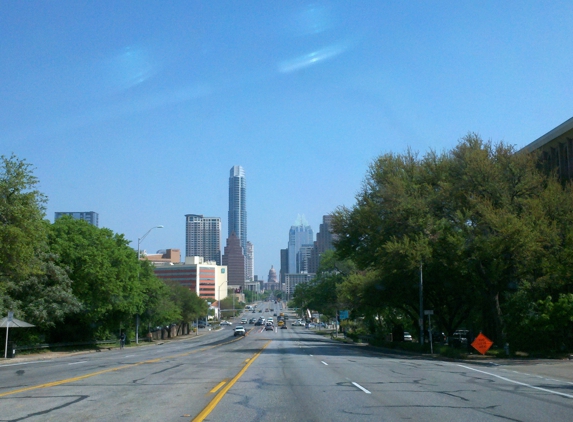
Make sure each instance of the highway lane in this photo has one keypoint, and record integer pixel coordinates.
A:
(287, 375)
(301, 376)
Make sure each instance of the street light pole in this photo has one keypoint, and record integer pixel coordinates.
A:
(139, 240)
(421, 321)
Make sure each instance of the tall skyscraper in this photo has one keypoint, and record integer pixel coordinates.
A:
(89, 216)
(234, 259)
(250, 261)
(299, 234)
(238, 205)
(203, 237)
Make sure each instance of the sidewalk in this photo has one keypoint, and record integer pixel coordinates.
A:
(32, 357)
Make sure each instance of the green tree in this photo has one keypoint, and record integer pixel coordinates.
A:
(32, 284)
(22, 232)
(105, 274)
(469, 217)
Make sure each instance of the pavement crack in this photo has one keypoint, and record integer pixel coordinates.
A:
(45, 412)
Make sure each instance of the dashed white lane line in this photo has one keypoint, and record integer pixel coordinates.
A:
(519, 383)
(362, 388)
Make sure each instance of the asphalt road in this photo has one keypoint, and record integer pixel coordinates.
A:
(281, 375)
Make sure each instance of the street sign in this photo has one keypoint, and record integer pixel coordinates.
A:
(482, 344)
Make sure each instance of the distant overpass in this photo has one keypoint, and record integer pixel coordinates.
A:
(556, 149)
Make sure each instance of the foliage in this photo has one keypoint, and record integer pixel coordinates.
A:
(32, 284)
(105, 274)
(480, 222)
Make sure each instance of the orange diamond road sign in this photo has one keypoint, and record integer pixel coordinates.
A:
(482, 343)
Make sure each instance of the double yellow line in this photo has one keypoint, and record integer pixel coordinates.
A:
(93, 374)
(209, 408)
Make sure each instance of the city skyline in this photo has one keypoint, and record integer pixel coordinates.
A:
(139, 110)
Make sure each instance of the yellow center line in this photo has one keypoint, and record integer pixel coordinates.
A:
(119, 368)
(209, 408)
(216, 388)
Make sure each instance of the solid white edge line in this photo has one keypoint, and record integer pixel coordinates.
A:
(520, 383)
(362, 388)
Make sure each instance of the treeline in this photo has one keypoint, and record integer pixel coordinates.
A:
(490, 232)
(72, 280)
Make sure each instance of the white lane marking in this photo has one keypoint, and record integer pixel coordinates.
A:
(520, 383)
(362, 388)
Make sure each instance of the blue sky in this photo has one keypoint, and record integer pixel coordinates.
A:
(138, 109)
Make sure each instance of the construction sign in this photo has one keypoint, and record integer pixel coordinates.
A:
(482, 343)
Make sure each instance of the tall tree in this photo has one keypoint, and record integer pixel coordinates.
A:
(22, 232)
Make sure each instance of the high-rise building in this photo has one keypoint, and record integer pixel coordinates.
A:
(323, 243)
(250, 261)
(89, 216)
(238, 205)
(299, 234)
(303, 258)
(203, 237)
(234, 259)
(272, 275)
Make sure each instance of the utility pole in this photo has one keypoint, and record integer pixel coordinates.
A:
(421, 320)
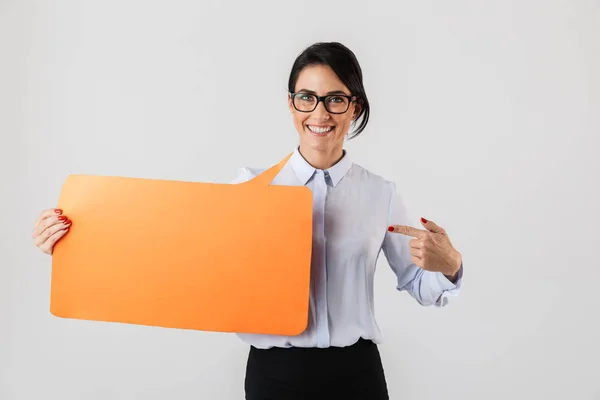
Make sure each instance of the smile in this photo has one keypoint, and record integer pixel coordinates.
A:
(320, 130)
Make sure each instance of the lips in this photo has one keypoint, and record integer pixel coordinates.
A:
(320, 130)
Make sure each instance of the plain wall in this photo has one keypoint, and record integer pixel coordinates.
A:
(485, 114)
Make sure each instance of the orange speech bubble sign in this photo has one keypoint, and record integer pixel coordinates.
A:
(203, 256)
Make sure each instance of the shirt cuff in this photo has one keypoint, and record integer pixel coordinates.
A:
(442, 287)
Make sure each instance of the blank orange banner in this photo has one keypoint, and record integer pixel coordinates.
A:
(204, 256)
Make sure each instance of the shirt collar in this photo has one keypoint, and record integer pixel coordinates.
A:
(304, 171)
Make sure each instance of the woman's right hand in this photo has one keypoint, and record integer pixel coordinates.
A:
(50, 226)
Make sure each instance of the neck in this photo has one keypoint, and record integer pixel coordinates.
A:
(321, 159)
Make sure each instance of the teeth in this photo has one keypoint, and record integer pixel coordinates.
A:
(319, 129)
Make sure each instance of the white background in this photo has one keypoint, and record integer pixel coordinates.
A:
(486, 115)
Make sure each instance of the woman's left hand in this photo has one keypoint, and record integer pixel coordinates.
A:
(432, 249)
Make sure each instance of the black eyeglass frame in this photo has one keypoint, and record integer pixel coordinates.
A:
(351, 99)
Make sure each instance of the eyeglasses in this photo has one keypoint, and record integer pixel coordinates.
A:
(334, 104)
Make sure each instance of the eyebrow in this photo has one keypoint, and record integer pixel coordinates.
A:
(328, 93)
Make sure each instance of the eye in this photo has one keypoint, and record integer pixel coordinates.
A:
(306, 97)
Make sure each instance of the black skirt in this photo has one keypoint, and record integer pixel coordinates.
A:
(349, 373)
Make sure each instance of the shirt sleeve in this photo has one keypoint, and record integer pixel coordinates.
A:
(428, 288)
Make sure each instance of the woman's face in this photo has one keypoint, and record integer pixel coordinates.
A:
(320, 130)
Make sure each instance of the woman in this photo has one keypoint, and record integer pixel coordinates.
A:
(356, 215)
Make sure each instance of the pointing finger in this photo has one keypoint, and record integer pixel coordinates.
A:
(408, 230)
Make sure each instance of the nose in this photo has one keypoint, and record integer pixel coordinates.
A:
(321, 112)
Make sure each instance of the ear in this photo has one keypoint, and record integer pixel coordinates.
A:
(290, 105)
(357, 109)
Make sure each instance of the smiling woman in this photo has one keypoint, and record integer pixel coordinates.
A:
(355, 217)
(327, 96)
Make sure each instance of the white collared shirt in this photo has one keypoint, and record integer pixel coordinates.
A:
(359, 206)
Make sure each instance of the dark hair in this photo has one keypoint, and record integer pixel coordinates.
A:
(345, 65)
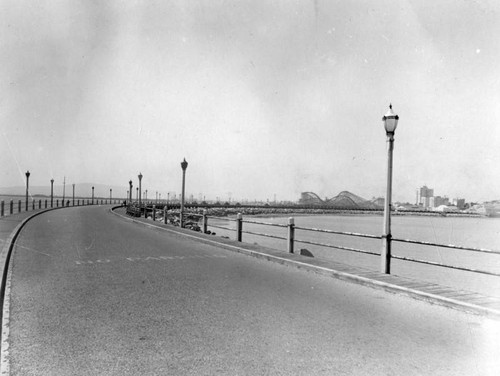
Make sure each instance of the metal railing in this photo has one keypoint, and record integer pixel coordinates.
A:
(16, 207)
(291, 239)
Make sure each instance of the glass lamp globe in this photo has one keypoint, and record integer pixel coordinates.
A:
(390, 120)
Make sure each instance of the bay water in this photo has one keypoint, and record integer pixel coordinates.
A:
(475, 232)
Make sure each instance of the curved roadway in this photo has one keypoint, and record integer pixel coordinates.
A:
(94, 294)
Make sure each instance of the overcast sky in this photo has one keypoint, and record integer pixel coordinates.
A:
(262, 98)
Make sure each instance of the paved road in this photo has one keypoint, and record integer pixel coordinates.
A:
(93, 294)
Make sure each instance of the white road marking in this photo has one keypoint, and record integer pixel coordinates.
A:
(144, 259)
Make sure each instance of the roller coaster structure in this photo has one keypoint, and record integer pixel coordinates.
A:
(344, 200)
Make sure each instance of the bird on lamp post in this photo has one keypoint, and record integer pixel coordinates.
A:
(390, 120)
(184, 165)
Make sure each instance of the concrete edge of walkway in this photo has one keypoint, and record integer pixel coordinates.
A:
(292, 260)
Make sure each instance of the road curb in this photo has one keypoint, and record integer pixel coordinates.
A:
(348, 277)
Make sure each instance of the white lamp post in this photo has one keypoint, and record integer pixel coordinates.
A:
(140, 189)
(184, 165)
(390, 120)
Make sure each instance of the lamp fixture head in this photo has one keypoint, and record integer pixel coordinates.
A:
(390, 120)
(184, 164)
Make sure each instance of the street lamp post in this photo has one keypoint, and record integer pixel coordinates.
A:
(390, 120)
(51, 193)
(184, 167)
(140, 191)
(27, 187)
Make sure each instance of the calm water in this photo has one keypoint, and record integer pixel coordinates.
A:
(463, 231)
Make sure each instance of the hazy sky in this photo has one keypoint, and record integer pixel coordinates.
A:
(262, 98)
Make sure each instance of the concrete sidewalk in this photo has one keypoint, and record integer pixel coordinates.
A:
(436, 294)
(433, 293)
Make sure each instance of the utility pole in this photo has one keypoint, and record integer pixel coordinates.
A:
(64, 188)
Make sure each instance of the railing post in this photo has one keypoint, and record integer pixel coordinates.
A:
(291, 234)
(239, 227)
(205, 221)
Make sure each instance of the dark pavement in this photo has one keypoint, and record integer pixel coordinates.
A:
(94, 294)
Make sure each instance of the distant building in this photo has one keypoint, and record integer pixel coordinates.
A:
(459, 203)
(438, 201)
(423, 196)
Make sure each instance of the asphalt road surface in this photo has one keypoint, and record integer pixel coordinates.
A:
==*==
# WHAT NEEDS TO BE DONE
Begin at the line containing "Make sure each instance of the hazy" and reproduce each line through the end of the records above.

# TASK RESULT
Make sure each instance of the hazy sky in this photo has one keypoint, and record integer pixel coordinates.
A:
(262, 98)
Make sure each instance of the concrete sidewalk in this photo has one keypoint, and record integer pixel coordinates.
A:
(436, 294)
(433, 293)
Make sure each instance of the utility pole in this photo has one keypoint, and record integer pixel coordinates.
A:
(64, 188)
Make sure each instance of the railing post in this photo has one keypoint, and record integer pixel coordinates.
A:
(291, 234)
(239, 227)
(205, 221)
Make sure each instance of the dark pavement in this photo has one keypoint, and record integer pixel coordinates.
A:
(94, 294)
Make sure each instance of the distant building in this photo has one keypoint, and record integer pixel coordinates.
A:
(459, 203)
(438, 201)
(423, 196)
Make sure each instance of the asphalt road surface in this photo has one keypoint, and record integer pixel coordinates.
A:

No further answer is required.